#### [The exercise]
Retype every one of the entries below character for character, with each line kept the same.

#### [Working data]
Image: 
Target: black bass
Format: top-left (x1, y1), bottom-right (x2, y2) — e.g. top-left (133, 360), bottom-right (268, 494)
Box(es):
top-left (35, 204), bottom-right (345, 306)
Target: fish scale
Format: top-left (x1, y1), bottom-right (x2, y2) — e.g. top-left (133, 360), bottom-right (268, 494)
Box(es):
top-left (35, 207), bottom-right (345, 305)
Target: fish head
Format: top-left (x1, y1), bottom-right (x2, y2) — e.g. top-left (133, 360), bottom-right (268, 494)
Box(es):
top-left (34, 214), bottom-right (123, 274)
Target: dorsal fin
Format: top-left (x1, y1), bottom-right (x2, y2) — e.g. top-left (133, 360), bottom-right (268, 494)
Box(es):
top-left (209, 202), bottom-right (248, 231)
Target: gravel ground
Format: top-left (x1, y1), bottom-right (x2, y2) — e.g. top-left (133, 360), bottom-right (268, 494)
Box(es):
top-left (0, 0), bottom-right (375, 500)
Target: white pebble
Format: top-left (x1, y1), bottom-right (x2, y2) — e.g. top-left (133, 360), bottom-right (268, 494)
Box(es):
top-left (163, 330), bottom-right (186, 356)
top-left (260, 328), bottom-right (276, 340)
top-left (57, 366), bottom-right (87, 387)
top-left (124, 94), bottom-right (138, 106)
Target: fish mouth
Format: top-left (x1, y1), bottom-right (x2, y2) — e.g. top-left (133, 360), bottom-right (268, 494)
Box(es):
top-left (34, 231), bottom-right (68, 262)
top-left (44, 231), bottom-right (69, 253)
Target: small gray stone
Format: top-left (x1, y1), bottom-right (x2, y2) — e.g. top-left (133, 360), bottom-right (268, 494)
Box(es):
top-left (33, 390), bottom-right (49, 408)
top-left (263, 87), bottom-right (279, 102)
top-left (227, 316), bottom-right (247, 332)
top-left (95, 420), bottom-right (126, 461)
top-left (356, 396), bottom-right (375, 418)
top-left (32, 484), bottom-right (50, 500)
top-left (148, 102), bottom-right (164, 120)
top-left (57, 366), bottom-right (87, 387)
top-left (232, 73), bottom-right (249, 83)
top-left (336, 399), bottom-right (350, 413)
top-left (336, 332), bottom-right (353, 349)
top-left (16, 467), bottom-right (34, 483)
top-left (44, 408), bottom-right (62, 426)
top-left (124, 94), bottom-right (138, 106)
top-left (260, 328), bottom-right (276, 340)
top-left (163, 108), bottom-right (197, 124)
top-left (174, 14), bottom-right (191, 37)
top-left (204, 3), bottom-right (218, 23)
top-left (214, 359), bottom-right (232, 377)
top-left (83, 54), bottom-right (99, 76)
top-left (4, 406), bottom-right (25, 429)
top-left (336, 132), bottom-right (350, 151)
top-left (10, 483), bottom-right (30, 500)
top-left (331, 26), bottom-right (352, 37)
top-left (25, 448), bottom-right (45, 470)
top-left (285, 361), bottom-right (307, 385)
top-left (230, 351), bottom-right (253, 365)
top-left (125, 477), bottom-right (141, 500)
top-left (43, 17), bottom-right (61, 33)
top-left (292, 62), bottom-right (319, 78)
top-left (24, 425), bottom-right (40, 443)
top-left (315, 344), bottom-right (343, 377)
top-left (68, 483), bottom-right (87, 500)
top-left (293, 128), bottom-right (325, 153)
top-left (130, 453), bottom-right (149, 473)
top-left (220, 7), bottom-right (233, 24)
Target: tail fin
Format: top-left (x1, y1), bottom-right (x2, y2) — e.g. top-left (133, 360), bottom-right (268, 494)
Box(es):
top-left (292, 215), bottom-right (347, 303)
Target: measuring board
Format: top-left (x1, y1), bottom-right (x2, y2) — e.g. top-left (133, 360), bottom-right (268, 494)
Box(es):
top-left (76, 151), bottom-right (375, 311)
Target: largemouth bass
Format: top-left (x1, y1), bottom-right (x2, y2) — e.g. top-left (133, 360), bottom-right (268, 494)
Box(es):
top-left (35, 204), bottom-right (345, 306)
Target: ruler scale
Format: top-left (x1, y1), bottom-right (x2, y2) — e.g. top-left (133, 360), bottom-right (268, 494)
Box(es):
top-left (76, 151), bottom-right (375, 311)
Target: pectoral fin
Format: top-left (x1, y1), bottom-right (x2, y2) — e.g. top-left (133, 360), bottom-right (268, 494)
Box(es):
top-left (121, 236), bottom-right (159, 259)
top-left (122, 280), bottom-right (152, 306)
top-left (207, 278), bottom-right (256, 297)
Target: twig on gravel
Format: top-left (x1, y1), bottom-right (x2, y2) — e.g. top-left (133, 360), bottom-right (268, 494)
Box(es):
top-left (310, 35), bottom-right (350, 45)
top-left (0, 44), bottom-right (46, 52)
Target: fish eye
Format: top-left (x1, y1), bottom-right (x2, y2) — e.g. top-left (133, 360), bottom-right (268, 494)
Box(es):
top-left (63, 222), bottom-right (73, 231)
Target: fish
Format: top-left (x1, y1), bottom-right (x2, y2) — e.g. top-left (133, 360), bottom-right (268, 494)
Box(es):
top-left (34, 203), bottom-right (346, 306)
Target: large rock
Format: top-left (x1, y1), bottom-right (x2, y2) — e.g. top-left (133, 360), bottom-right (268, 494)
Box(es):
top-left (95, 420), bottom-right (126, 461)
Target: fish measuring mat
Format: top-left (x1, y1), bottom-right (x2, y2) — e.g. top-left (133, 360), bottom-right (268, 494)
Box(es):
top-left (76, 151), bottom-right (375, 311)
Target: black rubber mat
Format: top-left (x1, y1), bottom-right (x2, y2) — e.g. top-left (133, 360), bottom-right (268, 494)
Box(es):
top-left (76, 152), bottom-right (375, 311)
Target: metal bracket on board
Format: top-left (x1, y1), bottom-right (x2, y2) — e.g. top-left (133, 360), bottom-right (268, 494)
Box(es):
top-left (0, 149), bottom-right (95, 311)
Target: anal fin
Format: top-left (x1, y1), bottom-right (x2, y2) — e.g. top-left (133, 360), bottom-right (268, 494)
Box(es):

#### [Exercise output]
Image: 
Target: black bass
Format: top-left (x1, y1), bottom-right (x2, y2) — e.g. top-left (133, 360), bottom-right (268, 494)
Box(es):
top-left (35, 204), bottom-right (345, 306)
Target: fish scale
Format: top-left (x1, y1), bottom-right (x2, y2) — e.g. top-left (133, 360), bottom-right (268, 494)
Box(es):
top-left (35, 207), bottom-right (345, 305)
Target: fish head
Format: top-left (x1, y1), bottom-right (x2, y2) — e.g. top-left (133, 360), bottom-right (268, 494)
Box(es):
top-left (34, 214), bottom-right (123, 274)
Target: dorsal fin
Format: top-left (x1, y1), bottom-right (x2, y2) — e.g. top-left (133, 360), bottom-right (268, 494)
Box(es):
top-left (209, 202), bottom-right (248, 231)
Target: gravel ground
Format: top-left (x1, y1), bottom-right (x2, y2) — e.g. top-left (133, 360), bottom-right (268, 494)
Box(es):
top-left (0, 0), bottom-right (375, 500)
Target: white pebble
Format: top-left (x1, y1), bottom-right (x2, y2) — e.g. top-left (133, 360), bottom-right (268, 494)
Box(es):
top-left (163, 330), bottom-right (186, 356)
top-left (260, 328), bottom-right (276, 340)
top-left (57, 366), bottom-right (87, 387)
top-left (124, 94), bottom-right (138, 106)
Target: fish mouth
Format: top-left (x1, y1), bottom-right (x2, y2) — e.g. top-left (133, 360), bottom-right (268, 494)
Box(es):
top-left (34, 231), bottom-right (68, 262)
top-left (44, 231), bottom-right (69, 253)
Target: small gray stone
Format: top-left (x1, y1), bottom-right (x2, y2) — e.g. top-left (133, 360), bottom-right (268, 494)
Box(es):
top-left (33, 390), bottom-right (49, 408)
top-left (263, 87), bottom-right (279, 102)
top-left (227, 316), bottom-right (247, 332)
top-left (95, 420), bottom-right (126, 461)
top-left (356, 396), bottom-right (375, 418)
top-left (32, 484), bottom-right (50, 500)
top-left (148, 102), bottom-right (164, 120)
top-left (57, 366), bottom-right (87, 387)
top-left (232, 73), bottom-right (249, 83)
top-left (336, 399), bottom-right (350, 413)
top-left (336, 332), bottom-right (353, 349)
top-left (16, 467), bottom-right (34, 483)
top-left (44, 408), bottom-right (62, 426)
top-left (124, 94), bottom-right (138, 106)
top-left (260, 328), bottom-right (276, 340)
top-left (163, 108), bottom-right (197, 124)
top-left (174, 14), bottom-right (191, 37)
top-left (204, 3), bottom-right (218, 23)
top-left (214, 359), bottom-right (232, 377)
top-left (83, 54), bottom-right (99, 76)
top-left (4, 406), bottom-right (25, 429)
top-left (336, 132), bottom-right (350, 151)
top-left (10, 483), bottom-right (30, 500)
top-left (331, 26), bottom-right (352, 37)
top-left (25, 448), bottom-right (45, 470)
top-left (285, 361), bottom-right (307, 385)
top-left (230, 351), bottom-right (253, 365)
top-left (125, 477), bottom-right (141, 500)
top-left (43, 17), bottom-right (61, 33)
top-left (292, 62), bottom-right (319, 78)
top-left (24, 425), bottom-right (40, 443)
top-left (315, 344), bottom-right (343, 377)
top-left (68, 483), bottom-right (87, 500)
top-left (293, 128), bottom-right (325, 153)
top-left (130, 453), bottom-right (149, 473)
top-left (220, 7), bottom-right (233, 24)
Target: tail fin
Format: top-left (x1, y1), bottom-right (x2, y2) — e.g. top-left (133, 360), bottom-right (268, 494)
Box(es):
top-left (292, 215), bottom-right (347, 303)
Target: measuring board
Format: top-left (x1, y1), bottom-right (x2, y2) — e.g. top-left (133, 360), bottom-right (268, 494)
Box(es):
top-left (76, 151), bottom-right (375, 311)
Target: largemouth bass
Format: top-left (x1, y1), bottom-right (x2, y2) — e.g. top-left (133, 360), bottom-right (268, 494)
Box(es):
top-left (35, 204), bottom-right (345, 306)
Target: ruler scale
Format: top-left (x1, y1), bottom-right (x2, y2) — e.g. top-left (133, 360), bottom-right (268, 494)
Box(es):
top-left (76, 151), bottom-right (375, 311)
Target: pectoral fin
Format: top-left (x1, y1), bottom-right (x2, y2) — e.g. top-left (133, 360), bottom-right (268, 494)
Box(es):
top-left (121, 236), bottom-right (159, 259)
top-left (122, 280), bottom-right (152, 306)
top-left (207, 278), bottom-right (256, 297)
Target: twig on gravel
Format: top-left (x1, y1), bottom-right (x2, y2) — e.g. top-left (133, 360), bottom-right (268, 494)
Box(es):
top-left (310, 35), bottom-right (350, 45)
top-left (0, 44), bottom-right (46, 52)
Target: fish eye
Format: top-left (x1, y1), bottom-right (x2, y2) — e.g. top-left (133, 360), bottom-right (268, 494)
Box(es):
top-left (63, 222), bottom-right (73, 231)
Target: fish
Format: top-left (x1, y1), bottom-right (x2, y2) — e.g. top-left (133, 360), bottom-right (268, 494)
Box(es):
top-left (34, 203), bottom-right (346, 306)
Target: large rock
Format: top-left (x1, y1), bottom-right (x2, y2) — e.g. top-left (133, 360), bottom-right (268, 494)
Box(es):
top-left (95, 420), bottom-right (126, 461)
Target: fish measuring mat
Format: top-left (x1, y1), bottom-right (x2, y2) — e.g. top-left (133, 360), bottom-right (268, 494)
Box(es):
top-left (76, 151), bottom-right (375, 311)
Target: black rubber mat
Format: top-left (x1, y1), bottom-right (x2, y2) — e.g. top-left (133, 360), bottom-right (268, 494)
Box(es):
top-left (76, 152), bottom-right (375, 311)
Target: metal bracket on board
Format: top-left (x1, y1), bottom-right (x2, y2) — e.g. top-left (133, 360), bottom-right (268, 494)
Box(es):
top-left (0, 149), bottom-right (95, 311)
Target: anal fin
Format: top-left (x1, y1), bottom-right (x2, y2) — e.g. top-left (133, 360), bottom-right (268, 494)
Box(es):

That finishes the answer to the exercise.